=== Provided text ===
-- BEGIN --

As commander-in-chief of the Continental Army during the American Revolutionary War, George Washington performed many of the functions of a chief executive and head of state. After presiding over the convention that framed the US Constitution of 1787, Washington was elected the first president of the United States in 1789. During his two terms in office, Washington helped to establish the framework for presidential power in the United States.
The Election of 1789

In December 1783, three months after the end of the American Revolutionary War, General George Washington relinquished command of the Continental Army and retired to his estate at Mount Vernon in Virginia on the banks of the Potomac River. By doing so, he was consciously following the example of Lucius Quinctius Cincinnatus, the Roman statesman of the 5th century BCE who relinquished his powers as dictator six months after being summoned to save the Roman Republic.
Washington kept himself informed of political developments at Mount Vernon, and he supported efforts by his former military aide Alexander Hamilton and his fellow Virginian James Madison to centralize power by revising or even replacing the existing Articles of Confederation. In May 1787, Washington was elected President of the Constitutional Convention in Philadelphia.
Washington’s desire to remain independent from any political faction and his widespread popularity allowed him to be a neutral arbiter on contentious questions. By September 1787, the delegates had agreed on a new Constitution which strengthened the national government by establishing an executive branch led by a president.

-- END --

Please continue the passage on George Washington and the Election of 1789, picking up right after its last sentence.

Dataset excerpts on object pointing
-- BEGIN --

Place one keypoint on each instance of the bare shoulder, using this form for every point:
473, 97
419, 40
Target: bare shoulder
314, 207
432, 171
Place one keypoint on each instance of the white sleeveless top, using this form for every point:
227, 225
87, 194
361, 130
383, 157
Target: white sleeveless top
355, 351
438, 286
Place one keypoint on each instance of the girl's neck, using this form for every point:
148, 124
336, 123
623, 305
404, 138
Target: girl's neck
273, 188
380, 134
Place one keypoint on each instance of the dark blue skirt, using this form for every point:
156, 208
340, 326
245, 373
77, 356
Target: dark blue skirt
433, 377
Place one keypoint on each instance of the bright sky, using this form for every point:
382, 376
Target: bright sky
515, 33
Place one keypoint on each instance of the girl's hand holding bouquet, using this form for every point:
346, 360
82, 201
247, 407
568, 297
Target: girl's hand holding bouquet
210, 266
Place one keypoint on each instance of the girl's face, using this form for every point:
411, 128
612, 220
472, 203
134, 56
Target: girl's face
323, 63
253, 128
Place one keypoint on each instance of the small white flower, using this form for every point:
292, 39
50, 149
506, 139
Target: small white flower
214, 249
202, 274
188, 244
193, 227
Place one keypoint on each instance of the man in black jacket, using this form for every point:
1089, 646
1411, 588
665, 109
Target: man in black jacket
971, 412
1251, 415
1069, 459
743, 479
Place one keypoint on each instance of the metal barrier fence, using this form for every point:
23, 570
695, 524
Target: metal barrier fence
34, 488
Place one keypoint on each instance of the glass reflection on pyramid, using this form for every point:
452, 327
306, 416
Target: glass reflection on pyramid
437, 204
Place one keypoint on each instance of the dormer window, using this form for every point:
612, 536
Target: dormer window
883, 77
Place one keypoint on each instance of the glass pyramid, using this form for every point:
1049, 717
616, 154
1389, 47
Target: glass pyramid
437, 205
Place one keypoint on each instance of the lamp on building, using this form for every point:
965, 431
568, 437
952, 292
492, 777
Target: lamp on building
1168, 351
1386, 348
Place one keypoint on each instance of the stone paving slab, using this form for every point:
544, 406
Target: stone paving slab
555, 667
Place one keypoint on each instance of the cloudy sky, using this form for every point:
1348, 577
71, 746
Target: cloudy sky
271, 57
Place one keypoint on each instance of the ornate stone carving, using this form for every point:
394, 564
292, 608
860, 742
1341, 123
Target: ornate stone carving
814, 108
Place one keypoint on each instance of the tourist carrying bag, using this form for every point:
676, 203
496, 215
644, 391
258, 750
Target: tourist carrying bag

-- END --

=== Response ===
By the time the Constitution was ratified in the summer of 1788, it was widely assumed that Washington would become the nation’s first president. After some hesitation, Washington agreed to put his name forward and was unanimously elected president by the Electoral College in the 1789 election. During the earliest elections, each elector had two votes, and John Adams of Massachusetts became vice president by virtue of receiving 34 votes, the most of any other candidate. On April 30, 1789, Washington was sworn in as the first president of the United States at New York’s City Hall.
Constitutional Powers

Article II of the US Constitution states that “the executive Power shall be vested in a President of the United States of America,” who will hold office for a term of four years, elected by members of an Electoral College weighted according to the Congressional representation of each state.
Article II also declares that the president is ex officio commander-in-chief of the United States Army and Navy, has powers to appoint ambassadors, judges, and other officials with the advice and consent of the Senate, and is also empowered to make treaties with foreign states, also subject to Senate approval.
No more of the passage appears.